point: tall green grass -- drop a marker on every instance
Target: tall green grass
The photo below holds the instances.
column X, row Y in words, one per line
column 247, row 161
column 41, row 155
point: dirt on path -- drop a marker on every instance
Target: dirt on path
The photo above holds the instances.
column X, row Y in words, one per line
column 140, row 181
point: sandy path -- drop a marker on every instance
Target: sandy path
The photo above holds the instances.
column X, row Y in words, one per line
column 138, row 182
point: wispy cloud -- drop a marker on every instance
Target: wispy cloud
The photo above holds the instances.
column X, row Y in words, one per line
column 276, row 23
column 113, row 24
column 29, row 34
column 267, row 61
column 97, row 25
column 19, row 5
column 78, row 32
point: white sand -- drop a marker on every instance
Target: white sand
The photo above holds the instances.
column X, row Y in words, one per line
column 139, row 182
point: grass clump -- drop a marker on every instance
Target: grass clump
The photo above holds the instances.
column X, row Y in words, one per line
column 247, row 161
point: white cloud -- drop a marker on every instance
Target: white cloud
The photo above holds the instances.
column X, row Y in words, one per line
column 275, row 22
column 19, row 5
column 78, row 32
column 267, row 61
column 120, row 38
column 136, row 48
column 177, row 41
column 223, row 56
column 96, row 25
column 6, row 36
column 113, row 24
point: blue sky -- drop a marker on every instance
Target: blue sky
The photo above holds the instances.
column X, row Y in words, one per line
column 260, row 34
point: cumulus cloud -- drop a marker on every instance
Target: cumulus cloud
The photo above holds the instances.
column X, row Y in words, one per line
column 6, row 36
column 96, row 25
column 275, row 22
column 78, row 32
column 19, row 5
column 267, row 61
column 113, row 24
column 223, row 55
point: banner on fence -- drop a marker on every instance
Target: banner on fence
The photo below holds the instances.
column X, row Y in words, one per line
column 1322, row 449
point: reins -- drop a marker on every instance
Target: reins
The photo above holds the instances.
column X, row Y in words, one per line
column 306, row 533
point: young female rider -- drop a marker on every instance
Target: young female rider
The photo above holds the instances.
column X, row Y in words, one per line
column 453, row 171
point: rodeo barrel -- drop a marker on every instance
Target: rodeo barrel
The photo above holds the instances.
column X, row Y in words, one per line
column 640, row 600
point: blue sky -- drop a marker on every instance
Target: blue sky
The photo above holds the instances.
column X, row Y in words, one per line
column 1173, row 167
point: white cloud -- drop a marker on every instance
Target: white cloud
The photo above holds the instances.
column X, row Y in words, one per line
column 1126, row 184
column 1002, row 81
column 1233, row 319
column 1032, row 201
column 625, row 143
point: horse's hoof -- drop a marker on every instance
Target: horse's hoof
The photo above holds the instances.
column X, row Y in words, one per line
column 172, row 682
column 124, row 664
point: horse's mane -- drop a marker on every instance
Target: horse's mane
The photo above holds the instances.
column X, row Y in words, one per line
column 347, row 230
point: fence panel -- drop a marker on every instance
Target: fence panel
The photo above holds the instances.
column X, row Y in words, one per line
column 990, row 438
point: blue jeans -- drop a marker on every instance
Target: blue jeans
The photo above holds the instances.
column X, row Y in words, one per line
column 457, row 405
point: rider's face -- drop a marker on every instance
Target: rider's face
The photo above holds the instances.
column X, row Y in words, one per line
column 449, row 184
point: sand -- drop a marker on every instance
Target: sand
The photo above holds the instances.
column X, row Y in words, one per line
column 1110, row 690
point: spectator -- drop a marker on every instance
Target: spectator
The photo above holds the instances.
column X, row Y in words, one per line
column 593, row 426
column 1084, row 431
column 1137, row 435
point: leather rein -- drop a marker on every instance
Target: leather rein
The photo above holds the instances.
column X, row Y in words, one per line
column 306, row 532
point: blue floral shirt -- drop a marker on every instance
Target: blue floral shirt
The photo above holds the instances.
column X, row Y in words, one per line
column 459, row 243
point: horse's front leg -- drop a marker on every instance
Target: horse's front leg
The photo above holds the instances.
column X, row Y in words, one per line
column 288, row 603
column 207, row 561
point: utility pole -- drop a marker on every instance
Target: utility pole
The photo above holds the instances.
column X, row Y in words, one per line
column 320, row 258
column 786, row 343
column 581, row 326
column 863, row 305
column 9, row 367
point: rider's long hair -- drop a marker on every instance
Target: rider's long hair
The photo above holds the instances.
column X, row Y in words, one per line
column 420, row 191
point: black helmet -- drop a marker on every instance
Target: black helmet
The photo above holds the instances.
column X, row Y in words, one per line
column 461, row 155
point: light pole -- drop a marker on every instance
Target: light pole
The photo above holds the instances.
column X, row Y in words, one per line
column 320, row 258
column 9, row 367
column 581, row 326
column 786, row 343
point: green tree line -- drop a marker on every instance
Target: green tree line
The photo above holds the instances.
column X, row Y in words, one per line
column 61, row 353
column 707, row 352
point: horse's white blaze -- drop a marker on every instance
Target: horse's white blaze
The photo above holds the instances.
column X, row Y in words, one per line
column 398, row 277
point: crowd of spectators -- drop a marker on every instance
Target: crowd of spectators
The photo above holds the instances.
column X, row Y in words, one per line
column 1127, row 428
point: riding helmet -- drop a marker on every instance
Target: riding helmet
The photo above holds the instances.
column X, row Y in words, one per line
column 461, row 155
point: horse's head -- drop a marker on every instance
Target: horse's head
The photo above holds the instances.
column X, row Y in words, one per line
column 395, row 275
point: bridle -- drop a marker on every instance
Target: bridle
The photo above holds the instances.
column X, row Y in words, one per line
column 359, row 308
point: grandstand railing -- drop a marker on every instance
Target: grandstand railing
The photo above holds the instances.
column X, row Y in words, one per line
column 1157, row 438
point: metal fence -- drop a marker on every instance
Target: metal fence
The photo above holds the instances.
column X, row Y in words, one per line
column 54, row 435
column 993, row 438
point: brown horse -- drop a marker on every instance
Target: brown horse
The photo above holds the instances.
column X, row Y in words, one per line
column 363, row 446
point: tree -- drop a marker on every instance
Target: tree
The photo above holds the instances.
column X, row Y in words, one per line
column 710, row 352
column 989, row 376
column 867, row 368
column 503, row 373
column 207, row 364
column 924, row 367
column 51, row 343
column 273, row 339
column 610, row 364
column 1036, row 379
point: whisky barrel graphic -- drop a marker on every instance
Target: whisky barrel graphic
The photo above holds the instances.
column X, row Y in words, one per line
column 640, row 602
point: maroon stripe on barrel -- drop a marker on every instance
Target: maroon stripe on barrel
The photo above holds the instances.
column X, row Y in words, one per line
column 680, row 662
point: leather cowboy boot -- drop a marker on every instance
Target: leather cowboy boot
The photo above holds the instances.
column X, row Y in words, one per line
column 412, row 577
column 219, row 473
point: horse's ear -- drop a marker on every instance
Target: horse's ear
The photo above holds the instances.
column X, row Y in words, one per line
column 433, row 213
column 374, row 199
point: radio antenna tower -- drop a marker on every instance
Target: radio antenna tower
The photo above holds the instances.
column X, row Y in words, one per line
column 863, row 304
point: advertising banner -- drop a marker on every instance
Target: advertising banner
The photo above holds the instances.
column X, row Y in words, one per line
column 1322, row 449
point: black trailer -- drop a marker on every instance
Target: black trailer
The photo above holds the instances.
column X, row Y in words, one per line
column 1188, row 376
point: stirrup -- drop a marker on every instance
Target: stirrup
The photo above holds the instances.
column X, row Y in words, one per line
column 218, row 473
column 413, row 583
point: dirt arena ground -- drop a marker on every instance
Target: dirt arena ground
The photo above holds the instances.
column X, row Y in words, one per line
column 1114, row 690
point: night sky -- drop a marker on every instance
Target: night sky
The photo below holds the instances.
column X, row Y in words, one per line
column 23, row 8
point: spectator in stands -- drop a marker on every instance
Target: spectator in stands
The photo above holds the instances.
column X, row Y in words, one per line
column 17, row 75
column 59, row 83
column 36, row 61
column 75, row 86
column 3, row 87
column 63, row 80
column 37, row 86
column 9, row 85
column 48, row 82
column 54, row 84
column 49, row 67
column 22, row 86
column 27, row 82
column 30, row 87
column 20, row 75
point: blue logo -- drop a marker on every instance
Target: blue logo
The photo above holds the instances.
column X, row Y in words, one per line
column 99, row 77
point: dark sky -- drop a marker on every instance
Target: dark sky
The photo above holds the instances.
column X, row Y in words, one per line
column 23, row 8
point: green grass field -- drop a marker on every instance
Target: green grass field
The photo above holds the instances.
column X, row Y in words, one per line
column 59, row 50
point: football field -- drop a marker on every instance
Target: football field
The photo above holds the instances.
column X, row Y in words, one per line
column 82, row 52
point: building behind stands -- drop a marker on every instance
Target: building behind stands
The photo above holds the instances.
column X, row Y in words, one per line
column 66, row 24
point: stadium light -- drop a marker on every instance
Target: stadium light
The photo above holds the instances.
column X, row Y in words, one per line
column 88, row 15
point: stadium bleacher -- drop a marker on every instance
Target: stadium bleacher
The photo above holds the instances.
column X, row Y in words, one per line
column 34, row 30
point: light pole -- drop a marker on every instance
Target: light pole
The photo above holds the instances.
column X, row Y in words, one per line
------------------------------------------------------------------------
- WORK TO DO -
Retype everything in the records above, from the line containing "point: horse's head" down to the line containing "column 863, row 304", with both of those lines included.

- WRITTEN RESPONSE -
point: horse's head -- drop a marker on every instance
Target: horse's head
The photo above holds the instances.
column X, row Y in words, one per line
column 395, row 275
point: bridle -- drop a marker on every instance
Target: bridle
The photo above holds the instances.
column X, row Y in words, one per line
column 359, row 308
point: grandstand railing -- drop a marker on every instance
Target: grandstand railing
The photo above holds the instances.
column X, row Y in words, one per line
column 1157, row 438
point: metal fence -- drop a marker on every instance
Target: metal fence
The photo above holds the instances.
column X, row Y in words, one per line
column 54, row 435
column 993, row 438
point: brown horse -- drop a marker on every instance
Target: brown horse
The photo above holds the instances.
column X, row Y in words, one per line
column 363, row 446
point: tree -- drop a marker on every instance
Target: tree
The photo above holds the instances.
column X, row Y in words, one per line
column 710, row 352
column 989, row 376
column 867, row 368
column 503, row 373
column 207, row 364
column 924, row 367
column 51, row 343
column 273, row 339
column 610, row 364
column 1036, row 379
point: whisky barrel graphic -- drop a marker on every instance
Target: whisky barrel graphic
The photo above holds the instances.
column X, row Y in words, one per line
column 640, row 602
point: maroon stripe on barrel -- drop a marker on every instance
Target: maroon stripe on barrel
The photo above holds the instances.
column X, row Y in words, one per line
column 680, row 662
point: leather cowboy boot -- drop a marker on every instance
Target: leather cowboy boot
The photo above holds the instances.
column X, row Y in words, one per line
column 412, row 577
column 219, row 473
point: horse's ear -- drop a marker on every instance
Target: horse's ear
The photo above holds the instances.
column X, row Y in words, one per line
column 433, row 213
column 374, row 199
point: radio antenna tower -- drop a marker on every instance
Target: radio antenna tower
The photo above holds the instances.
column X, row Y in words, one per line
column 863, row 304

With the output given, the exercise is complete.